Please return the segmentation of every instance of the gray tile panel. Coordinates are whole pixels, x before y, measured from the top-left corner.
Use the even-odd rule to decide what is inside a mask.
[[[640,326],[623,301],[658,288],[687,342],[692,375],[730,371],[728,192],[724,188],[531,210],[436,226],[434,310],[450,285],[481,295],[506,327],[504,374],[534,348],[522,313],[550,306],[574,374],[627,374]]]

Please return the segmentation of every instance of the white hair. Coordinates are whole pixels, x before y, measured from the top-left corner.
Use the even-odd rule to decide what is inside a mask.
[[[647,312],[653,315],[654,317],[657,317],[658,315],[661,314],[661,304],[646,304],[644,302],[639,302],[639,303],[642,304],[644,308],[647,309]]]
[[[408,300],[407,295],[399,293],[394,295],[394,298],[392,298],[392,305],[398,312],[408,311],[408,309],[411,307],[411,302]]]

* * *

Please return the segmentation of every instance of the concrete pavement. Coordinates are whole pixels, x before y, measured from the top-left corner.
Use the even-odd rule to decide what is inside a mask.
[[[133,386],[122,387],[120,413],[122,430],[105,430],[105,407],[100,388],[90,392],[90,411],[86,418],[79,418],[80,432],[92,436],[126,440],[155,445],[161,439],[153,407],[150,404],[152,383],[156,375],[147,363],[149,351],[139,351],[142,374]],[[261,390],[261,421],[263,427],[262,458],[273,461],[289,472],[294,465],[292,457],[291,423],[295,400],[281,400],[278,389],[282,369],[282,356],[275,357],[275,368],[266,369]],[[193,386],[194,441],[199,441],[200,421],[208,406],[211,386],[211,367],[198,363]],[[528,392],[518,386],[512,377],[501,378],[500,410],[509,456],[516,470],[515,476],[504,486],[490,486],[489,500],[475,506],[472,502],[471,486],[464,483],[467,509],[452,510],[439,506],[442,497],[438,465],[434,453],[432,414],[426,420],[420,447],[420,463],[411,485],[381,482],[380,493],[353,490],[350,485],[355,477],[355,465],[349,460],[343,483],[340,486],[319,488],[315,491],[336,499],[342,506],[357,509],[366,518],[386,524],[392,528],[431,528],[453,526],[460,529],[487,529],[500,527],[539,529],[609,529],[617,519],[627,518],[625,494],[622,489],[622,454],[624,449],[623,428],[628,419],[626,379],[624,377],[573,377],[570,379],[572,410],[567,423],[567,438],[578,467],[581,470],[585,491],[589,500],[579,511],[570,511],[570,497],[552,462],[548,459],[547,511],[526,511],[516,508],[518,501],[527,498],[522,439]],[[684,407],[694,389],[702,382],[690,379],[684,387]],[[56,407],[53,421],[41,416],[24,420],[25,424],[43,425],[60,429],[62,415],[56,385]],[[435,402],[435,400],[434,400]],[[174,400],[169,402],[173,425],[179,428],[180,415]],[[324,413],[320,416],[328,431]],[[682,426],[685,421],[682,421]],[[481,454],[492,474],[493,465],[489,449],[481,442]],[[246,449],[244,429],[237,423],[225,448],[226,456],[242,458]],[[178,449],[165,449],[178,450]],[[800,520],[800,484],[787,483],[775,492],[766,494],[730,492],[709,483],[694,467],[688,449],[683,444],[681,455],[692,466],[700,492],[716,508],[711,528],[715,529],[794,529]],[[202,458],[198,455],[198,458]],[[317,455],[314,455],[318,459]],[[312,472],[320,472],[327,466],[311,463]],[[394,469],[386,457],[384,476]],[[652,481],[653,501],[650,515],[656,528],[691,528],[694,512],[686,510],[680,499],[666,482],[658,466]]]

ACTIVITY. From the entries above, restate word for word the lines from the line containing "Please return the segmentation of every instance of the gray" to the line containing "Please return the segmentation of every instance of the white", both ends included, and nothing more.

TASK OUTPUT.
Please return the segmentation of every instance of the gray tile panel. Coordinates are whole pixels, x before y, measured from the top-left corner.
Use the even-odd rule to decide what is inside a mask.
[[[640,326],[623,301],[658,288],[687,342],[692,375],[730,371],[728,192],[724,188],[531,210],[436,226],[434,310],[450,285],[481,295],[506,327],[504,374],[534,348],[522,313],[550,306],[574,374],[627,374]]]

Please return the segmentation of every instance of the white hair. Coordinates are whole pixels, x before y, measured from the top-left corner.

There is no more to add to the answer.